Exercise prompt:
Retype, without any change, the line that contains "Target: rear window" and every line that follows it to the end of the entries, and nothing else.

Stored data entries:
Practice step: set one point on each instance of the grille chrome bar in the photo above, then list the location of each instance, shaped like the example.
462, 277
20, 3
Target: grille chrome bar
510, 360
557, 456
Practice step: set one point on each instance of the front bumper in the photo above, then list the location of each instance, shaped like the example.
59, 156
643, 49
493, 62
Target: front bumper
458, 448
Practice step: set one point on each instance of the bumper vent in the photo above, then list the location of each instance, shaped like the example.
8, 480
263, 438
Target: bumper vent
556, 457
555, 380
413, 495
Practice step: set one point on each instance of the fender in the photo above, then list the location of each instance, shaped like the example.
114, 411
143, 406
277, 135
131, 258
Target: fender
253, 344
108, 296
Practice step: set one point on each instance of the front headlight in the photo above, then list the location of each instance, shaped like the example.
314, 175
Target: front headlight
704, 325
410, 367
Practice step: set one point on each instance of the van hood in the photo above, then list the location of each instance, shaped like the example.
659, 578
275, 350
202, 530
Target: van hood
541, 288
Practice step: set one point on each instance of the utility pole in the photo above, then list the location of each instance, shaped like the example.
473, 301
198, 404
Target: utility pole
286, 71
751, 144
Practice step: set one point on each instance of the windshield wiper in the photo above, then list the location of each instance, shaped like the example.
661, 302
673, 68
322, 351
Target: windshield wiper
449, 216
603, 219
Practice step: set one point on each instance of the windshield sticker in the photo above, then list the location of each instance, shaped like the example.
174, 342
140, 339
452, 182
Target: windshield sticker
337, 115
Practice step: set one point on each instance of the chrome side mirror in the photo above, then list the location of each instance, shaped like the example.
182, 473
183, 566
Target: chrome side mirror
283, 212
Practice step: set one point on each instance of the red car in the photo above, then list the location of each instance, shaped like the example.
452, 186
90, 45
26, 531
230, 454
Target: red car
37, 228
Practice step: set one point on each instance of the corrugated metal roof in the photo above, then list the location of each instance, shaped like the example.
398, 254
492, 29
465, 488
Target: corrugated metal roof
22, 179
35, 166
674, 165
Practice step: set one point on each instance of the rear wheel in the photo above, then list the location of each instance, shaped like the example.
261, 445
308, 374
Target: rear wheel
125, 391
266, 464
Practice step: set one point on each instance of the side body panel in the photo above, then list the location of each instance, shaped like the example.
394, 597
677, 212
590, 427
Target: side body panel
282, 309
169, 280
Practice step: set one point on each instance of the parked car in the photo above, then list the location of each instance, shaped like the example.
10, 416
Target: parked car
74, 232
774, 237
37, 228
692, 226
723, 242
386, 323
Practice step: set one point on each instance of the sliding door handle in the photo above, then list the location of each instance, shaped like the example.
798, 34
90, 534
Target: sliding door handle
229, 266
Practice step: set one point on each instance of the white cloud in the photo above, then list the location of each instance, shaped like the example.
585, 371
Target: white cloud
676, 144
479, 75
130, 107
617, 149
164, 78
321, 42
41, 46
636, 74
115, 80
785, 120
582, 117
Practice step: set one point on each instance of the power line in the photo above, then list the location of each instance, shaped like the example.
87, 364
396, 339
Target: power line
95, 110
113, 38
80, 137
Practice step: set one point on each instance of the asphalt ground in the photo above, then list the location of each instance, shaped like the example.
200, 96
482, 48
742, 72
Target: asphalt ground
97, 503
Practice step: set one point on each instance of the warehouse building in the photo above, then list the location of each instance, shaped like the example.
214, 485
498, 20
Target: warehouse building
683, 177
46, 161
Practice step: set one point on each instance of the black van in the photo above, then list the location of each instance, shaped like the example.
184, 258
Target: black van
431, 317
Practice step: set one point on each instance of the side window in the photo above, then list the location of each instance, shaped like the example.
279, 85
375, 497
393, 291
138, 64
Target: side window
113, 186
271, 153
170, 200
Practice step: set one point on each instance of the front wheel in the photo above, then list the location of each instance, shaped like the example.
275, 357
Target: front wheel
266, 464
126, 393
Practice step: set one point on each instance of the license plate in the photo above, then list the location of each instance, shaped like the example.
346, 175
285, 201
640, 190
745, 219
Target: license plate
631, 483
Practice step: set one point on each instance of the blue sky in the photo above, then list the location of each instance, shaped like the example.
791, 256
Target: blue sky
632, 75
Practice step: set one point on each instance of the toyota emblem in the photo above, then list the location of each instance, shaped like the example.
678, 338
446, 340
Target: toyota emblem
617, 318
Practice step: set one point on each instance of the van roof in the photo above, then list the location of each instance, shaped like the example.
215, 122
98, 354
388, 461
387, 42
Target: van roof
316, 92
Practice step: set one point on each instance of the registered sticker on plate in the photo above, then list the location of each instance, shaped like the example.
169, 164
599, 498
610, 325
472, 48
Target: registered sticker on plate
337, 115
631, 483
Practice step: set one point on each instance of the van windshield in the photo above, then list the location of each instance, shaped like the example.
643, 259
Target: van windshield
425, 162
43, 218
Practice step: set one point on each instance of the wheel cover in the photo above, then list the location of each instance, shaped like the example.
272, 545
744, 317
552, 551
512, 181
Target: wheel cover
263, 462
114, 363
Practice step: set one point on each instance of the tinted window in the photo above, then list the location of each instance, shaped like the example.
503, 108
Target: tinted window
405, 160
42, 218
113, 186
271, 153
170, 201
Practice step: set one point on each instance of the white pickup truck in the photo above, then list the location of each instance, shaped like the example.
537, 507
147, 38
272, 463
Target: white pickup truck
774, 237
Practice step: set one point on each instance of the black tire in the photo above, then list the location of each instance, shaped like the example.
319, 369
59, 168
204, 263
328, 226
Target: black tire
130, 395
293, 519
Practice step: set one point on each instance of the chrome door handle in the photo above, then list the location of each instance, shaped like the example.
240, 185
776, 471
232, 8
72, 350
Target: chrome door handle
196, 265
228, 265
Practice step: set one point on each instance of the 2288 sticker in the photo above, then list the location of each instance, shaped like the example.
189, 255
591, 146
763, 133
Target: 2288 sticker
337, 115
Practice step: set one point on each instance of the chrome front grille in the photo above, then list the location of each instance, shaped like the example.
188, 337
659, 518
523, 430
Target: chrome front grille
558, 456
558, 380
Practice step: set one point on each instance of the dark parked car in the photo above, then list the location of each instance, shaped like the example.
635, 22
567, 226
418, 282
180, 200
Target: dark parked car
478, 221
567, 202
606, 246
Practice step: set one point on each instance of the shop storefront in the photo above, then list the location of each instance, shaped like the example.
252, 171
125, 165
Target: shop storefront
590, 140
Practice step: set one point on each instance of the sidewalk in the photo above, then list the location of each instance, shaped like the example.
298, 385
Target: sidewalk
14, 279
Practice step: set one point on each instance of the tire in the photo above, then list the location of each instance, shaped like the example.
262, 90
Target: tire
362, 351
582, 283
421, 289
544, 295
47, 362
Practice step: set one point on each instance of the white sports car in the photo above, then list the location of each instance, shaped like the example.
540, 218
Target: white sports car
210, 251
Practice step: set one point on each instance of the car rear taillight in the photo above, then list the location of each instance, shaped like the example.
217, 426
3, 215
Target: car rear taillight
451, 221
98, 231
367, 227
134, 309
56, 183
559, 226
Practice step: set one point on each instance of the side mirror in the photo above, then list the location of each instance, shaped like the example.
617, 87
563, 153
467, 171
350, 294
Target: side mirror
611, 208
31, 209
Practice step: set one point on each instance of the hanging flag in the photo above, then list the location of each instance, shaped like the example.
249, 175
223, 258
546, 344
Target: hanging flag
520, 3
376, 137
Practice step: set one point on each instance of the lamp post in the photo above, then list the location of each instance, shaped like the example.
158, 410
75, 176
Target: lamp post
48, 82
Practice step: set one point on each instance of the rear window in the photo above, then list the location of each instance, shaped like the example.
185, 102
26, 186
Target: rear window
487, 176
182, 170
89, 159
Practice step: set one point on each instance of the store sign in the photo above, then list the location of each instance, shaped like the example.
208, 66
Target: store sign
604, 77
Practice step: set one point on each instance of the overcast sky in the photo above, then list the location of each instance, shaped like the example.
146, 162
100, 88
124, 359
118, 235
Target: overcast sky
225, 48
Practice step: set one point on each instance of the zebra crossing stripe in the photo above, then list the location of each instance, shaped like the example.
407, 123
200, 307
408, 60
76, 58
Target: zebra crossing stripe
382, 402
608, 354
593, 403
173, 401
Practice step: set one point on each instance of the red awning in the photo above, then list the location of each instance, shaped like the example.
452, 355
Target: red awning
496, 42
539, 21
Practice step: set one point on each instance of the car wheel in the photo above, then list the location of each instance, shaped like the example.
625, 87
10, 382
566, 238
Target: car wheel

Answer to the exercise:
Target: rear window
487, 176
182, 170
89, 159
Practice step: set one point on each instance of the store sign in the photo above, then list the location of each instance, shaped like the example.
208, 66
Target: store sign
604, 77
Practice step: set one point on each instance of the overcast sky in the photo above, then list the location of each instance, shaped like the example.
146, 162
100, 88
124, 359
118, 235
Target: overcast sky
225, 48
Practice step: set one point on each instance of the zebra crossing stripe in the photo above, then list the location of each instance, shaped like the example.
407, 123
200, 307
408, 60
76, 58
Target: zebra crossing stripe
382, 402
608, 354
593, 403
173, 401
Practice step: set one point on each instance of the red awning in the photo above, then list the location of each instance, shaped like the example.
452, 355
Target: red awning
496, 42
539, 21
Practice step: set one point on each instance of the car wheel in the photo above, then list the location of each instance, shaped like the example.
625, 87
10, 382
566, 238
Target: car wheel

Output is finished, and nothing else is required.